- _Work to be completed_
Reproduce the line that contains "Practice step: locate the window with" and every line after it through the end of the records, exactly, with nothing added.

- _Material for the task_
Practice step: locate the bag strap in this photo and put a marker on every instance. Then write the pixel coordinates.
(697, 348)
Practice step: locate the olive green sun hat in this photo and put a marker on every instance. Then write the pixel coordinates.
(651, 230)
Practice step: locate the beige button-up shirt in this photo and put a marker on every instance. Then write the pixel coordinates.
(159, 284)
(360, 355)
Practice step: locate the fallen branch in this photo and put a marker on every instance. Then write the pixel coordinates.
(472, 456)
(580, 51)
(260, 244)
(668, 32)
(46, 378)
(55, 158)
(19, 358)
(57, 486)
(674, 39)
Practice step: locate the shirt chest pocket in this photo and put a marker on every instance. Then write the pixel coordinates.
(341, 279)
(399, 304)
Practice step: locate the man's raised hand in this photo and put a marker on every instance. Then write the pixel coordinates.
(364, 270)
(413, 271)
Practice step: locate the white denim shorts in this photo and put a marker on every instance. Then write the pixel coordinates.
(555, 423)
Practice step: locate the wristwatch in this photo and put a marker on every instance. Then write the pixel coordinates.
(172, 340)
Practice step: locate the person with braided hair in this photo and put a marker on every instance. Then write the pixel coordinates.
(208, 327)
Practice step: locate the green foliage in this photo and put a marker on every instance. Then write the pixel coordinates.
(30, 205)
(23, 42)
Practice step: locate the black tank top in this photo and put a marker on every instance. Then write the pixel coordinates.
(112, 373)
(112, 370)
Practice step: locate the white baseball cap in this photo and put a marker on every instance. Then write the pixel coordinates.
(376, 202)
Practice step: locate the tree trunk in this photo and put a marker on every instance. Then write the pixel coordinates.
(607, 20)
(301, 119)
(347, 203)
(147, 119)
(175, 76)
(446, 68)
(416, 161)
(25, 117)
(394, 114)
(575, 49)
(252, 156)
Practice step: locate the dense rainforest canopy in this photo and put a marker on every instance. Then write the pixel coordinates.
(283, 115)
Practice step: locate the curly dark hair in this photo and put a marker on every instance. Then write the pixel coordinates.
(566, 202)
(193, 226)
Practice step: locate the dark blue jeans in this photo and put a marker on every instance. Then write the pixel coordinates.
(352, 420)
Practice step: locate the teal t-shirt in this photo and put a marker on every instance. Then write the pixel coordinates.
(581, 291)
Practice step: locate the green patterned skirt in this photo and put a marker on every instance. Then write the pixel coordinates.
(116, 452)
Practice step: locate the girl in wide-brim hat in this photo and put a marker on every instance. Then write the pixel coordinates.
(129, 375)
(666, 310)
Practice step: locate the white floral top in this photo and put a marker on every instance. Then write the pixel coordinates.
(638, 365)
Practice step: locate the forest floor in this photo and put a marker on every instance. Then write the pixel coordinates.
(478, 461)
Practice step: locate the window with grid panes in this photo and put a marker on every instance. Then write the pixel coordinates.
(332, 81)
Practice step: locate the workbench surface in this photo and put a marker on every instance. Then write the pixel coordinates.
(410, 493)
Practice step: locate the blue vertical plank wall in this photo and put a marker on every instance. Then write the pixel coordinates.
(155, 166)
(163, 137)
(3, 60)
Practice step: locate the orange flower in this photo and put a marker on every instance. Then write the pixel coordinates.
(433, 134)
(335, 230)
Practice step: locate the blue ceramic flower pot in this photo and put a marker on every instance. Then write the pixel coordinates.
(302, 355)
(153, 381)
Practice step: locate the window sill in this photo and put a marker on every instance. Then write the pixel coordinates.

- _Exercise solution_
Practice step: locate the window with grid panes in this photo and put a marker on every instance. Then write the pixel coordinates.
(332, 81)
Practice step: locate the workbench surface in this photo and put a marker on every instance. Then write the pixel coordinates.
(410, 493)
Practice step: locate the blue vertical plank wall in this photo and put a marker on every instance. Then write the pixel coordinates.
(155, 166)
(163, 137)
(3, 60)
Practice step: locate the orange flower in this photo and put a marker on every instance. Then write the pixel coordinates.
(433, 134)
(335, 230)
Practice step: locate the blue ceramic flower pot in this photo and put a marker on every instance. Then write the pixel coordinates.
(302, 355)
(153, 381)
Practice step: locate the window sill in this photo and put a marker on every instance. Then write the pixel coordinates.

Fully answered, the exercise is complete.